● Instructions for the task:
Print the lines below without changing a single character.

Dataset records

════════

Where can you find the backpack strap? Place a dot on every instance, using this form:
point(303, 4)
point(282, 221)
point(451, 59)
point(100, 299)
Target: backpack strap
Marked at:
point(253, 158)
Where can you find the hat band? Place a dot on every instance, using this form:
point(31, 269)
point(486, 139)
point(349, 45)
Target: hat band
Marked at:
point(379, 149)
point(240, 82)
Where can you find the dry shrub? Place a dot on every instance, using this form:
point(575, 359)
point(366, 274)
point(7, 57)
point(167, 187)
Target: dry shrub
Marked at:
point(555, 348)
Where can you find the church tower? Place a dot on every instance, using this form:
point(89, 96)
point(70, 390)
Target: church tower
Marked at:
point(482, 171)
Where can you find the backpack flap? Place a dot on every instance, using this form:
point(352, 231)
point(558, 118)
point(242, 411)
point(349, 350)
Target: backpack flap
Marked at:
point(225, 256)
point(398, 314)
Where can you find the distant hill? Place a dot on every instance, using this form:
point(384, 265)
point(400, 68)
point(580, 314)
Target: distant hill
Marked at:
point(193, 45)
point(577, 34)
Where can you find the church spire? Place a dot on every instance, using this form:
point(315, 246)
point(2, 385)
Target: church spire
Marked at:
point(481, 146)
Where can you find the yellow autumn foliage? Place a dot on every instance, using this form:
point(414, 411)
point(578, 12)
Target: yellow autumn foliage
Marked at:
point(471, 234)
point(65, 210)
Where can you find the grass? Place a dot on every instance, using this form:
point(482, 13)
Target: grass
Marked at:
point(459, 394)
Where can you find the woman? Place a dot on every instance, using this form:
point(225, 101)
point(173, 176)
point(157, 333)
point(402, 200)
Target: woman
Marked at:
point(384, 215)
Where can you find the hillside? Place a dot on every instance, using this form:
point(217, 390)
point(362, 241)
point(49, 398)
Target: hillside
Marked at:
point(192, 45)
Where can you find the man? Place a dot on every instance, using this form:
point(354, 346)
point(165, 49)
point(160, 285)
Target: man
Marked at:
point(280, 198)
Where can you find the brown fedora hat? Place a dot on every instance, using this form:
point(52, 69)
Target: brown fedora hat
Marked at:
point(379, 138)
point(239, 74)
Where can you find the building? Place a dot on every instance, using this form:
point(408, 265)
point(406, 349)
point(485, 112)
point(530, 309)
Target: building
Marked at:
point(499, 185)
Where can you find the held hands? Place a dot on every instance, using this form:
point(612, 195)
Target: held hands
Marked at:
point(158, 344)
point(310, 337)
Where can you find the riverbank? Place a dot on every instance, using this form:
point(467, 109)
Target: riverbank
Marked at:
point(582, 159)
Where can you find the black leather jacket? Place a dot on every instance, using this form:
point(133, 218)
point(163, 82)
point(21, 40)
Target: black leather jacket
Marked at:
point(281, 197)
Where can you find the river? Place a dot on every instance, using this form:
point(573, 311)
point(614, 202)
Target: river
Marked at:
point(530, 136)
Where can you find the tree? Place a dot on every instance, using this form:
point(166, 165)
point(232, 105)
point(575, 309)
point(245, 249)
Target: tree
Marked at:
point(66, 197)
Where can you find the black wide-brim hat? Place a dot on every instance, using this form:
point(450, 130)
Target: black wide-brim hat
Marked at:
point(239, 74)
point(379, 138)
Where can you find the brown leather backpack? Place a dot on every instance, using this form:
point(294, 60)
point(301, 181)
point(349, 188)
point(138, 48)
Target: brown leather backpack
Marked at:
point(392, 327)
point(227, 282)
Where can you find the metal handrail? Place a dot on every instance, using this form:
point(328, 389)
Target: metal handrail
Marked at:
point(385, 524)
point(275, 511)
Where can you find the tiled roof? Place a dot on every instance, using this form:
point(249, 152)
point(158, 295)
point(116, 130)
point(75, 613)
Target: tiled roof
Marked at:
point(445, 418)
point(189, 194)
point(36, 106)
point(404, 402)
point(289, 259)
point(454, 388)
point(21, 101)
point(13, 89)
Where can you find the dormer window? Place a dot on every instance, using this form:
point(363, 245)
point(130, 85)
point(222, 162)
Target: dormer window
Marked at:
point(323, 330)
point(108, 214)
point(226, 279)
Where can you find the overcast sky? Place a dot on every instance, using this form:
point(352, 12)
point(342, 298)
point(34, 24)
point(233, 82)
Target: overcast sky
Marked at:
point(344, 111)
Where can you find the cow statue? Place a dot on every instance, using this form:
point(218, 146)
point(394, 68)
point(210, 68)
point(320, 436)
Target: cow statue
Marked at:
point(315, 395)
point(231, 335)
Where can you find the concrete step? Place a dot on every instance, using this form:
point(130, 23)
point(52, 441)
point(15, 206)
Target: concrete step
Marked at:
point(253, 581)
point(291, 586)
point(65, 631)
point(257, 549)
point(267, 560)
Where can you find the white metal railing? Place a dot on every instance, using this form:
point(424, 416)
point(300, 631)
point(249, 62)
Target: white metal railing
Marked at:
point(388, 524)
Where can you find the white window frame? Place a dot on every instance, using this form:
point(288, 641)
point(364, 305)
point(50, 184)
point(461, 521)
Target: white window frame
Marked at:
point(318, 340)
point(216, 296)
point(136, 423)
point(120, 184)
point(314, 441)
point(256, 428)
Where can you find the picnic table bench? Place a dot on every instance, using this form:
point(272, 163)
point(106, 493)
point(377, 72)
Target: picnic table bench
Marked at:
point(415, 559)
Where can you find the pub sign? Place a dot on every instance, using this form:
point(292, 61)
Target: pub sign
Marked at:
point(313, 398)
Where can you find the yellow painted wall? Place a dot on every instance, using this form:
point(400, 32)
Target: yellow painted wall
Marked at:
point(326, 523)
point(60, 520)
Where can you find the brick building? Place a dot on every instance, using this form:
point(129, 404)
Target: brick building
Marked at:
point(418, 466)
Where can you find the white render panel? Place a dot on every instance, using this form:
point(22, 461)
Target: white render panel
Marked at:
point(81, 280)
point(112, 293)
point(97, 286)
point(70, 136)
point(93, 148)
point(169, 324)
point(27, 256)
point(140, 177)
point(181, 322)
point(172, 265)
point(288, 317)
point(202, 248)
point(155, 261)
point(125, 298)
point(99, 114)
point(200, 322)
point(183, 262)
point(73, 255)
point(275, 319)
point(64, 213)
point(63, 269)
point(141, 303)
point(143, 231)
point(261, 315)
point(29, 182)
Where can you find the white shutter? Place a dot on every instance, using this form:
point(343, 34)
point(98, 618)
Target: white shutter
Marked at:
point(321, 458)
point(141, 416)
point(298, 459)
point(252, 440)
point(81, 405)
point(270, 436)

════════

● Task answer:
Where can you find the backpack strap? Place a dot on every instance, using this form:
point(303, 4)
point(282, 221)
point(451, 59)
point(100, 299)
Target: backpack strap
Marked at:
point(253, 158)
Where can you find the hat band? Place a dot on every instance, using this form:
point(31, 269)
point(486, 139)
point(349, 45)
Target: hat band
Marked at:
point(379, 149)
point(240, 82)
Where can you find the dry shrub? Place a dot on every instance, using this form:
point(575, 359)
point(366, 274)
point(7, 57)
point(167, 187)
Target: dry shrub
Marked at:
point(555, 348)
Where can you find the church tower? Place a dot on every instance, using this form:
point(89, 96)
point(70, 390)
Target: church tower
Marked at:
point(482, 171)
Where can you find the backpack flap? Place a dot on every instance, using this form:
point(352, 231)
point(558, 118)
point(242, 411)
point(349, 350)
Target: backpack flap
Marked at:
point(225, 256)
point(398, 314)
Where can you find the distant hill? Place a dot on every instance, using this form:
point(384, 265)
point(400, 68)
point(580, 314)
Target: distant hill
Marked at:
point(193, 45)
point(577, 34)
Where can you find the church spire? Place a dot on every instance, using this form:
point(315, 246)
point(2, 385)
Target: church spire
Marked at:
point(481, 146)
Where can you find the yellow autumn foliage? Place a dot on every instance, using this form:
point(414, 411)
point(578, 12)
Target: yellow autumn foliage
Marked at:
point(471, 234)
point(65, 210)
Where can you find the grass? Place a dot on every instance, using this form:
point(482, 13)
Target: grass
Marked at:
point(459, 394)
Where can you find the woman? Place a dot on every instance, using this form:
point(225, 101)
point(173, 176)
point(157, 333)
point(402, 200)
Target: woman
Marked at:
point(384, 215)
Where can you find the hillside? Place a dot on every instance, using this form:
point(217, 390)
point(362, 241)
point(49, 398)
Target: hillside
Marked at:
point(192, 45)
Where can you find the man? Place a dot on every instance, using this form:
point(354, 346)
point(165, 49)
point(160, 285)
Target: man
Marked at:
point(280, 198)
Where can you find the brown fedora hat? Place a dot on every instance, using this form:
point(52, 69)
Target: brown fedora hat
Marked at:
point(379, 138)
point(239, 74)
Where can you find the building? Place a dot on every instance, using this form:
point(408, 265)
point(406, 349)
point(485, 112)
point(530, 309)
Target: building
Marked at:
point(499, 185)
Where can you find the held hands? Place a dot on every instance, using this form:
point(612, 195)
Target: held hands
Marked at:
point(158, 344)
point(310, 337)
Where can you find the riverbank? Place a dot on every instance, using this form:
point(467, 109)
Target: riverbank
Marked at:
point(582, 159)
Where can you find the black leather jacket? Place a dot on every instance, using this form:
point(133, 218)
point(163, 82)
point(21, 40)
Target: black leather jacket
Marked at:
point(281, 197)
Where can you find the river? Place a dot on every instance, using this form:
point(573, 311)
point(614, 202)
Target: river
Marked at:
point(530, 136)
Where can you find the tree? Place a dot on every instance, using this form:
point(166, 165)
point(232, 105)
point(575, 309)
point(245, 249)
Target: tree
Marked at:
point(66, 197)
Where can you find the black wide-brim hat? Place a dot on every instance, using this form:
point(450, 130)
Target: black wide-brim hat
Marked at:
point(239, 74)
point(379, 138)
Where can you find the brown leather backpack? Place a dot on every instance, using this form:
point(294, 60)
point(301, 181)
point(349, 188)
point(138, 48)
Target: brown leather backpack
Marked at:
point(392, 327)
point(227, 282)
Where can you find the metal handrail? Place a dot on every instance, using this form:
point(328, 389)
Target: metal handrail
Marked at:
point(385, 524)
point(275, 511)
Where can you find the tiled roof? Place a dot on every instance, using this form:
point(249, 152)
point(158, 295)
point(116, 130)
point(75, 613)
Target: tiled roof
Marked at:
point(445, 418)
point(189, 194)
point(36, 106)
point(404, 402)
point(289, 259)
point(454, 388)
point(21, 101)
point(13, 89)
Where can you find the dormer window? Place a dot on every instance, using this form:
point(363, 245)
point(130, 85)
point(222, 162)
Target: dormer window
Marked at:
point(323, 330)
point(108, 214)
point(226, 279)
Where can you find the overcast sky? Place a dot on every instance, using this form:
point(352, 12)
point(342, 298)
point(34, 24)
point(233, 82)
Target: overcast sky
Marked at:
point(344, 111)
Where can you find the cow statue? Place a dot on every instance, using this form:
point(218, 146)
point(394, 68)
point(210, 68)
point(320, 436)
Target: cow statue
Marked at:
point(315, 395)
point(231, 335)
Where can you find the concrete step? Place a dot on every instance, using this form:
point(130, 23)
point(52, 441)
point(15, 206)
Target: concrete step
Marked at:
point(253, 581)
point(291, 586)
point(65, 631)
point(257, 549)
point(267, 560)
Where can you find the white metal railing? Place a dot on every instance, using this form:
point(424, 416)
point(300, 631)
point(249, 62)
Target: white metal railing
Marked at:
point(388, 524)
Where can you find the white window frame? Place a dot on every instance, using this form:
point(288, 641)
point(364, 305)
point(50, 184)
point(461, 521)
Target: white window frame
Marked at:
point(318, 340)
point(216, 296)
point(136, 423)
point(120, 184)
point(314, 441)
point(256, 428)
Where can you find the picnic table bench? Place a dot on every instance, using this form:
point(272, 163)
point(106, 493)
point(377, 72)
Target: picnic table bench
Marked at:
point(415, 559)
Where can you find the pub sign? Place a dot on every instance, using this form:
point(292, 61)
Target: pub sign
Marked at:
point(313, 398)
Where can you find the yellow painted wall? Place a dot on every instance, using this form:
point(400, 32)
Target: yellow painted wall
Marked at:
point(326, 523)
point(60, 520)
Where can you find the brick building? Place a dot on every instance, using this form:
point(129, 404)
Target: brick building
Marked at:
point(418, 466)
Where can you find the white render panel? Place a dot on every instance, using this form:
point(22, 461)
Target: white render panel
Marked at:
point(81, 280)
point(112, 293)
point(97, 286)
point(70, 136)
point(93, 148)
point(169, 324)
point(27, 256)
point(140, 177)
point(181, 322)
point(172, 265)
point(288, 317)
point(202, 248)
point(155, 261)
point(125, 298)
point(99, 114)
point(200, 322)
point(183, 262)
point(73, 255)
point(275, 319)
point(64, 213)
point(63, 269)
point(141, 303)
point(143, 231)
point(261, 315)
point(29, 182)
Where can you find the white shutter? Place a dot on every instance, using this form:
point(343, 34)
point(98, 618)
Target: white shutter
Marked at:
point(321, 458)
point(141, 416)
point(298, 459)
point(252, 440)
point(81, 405)
point(270, 436)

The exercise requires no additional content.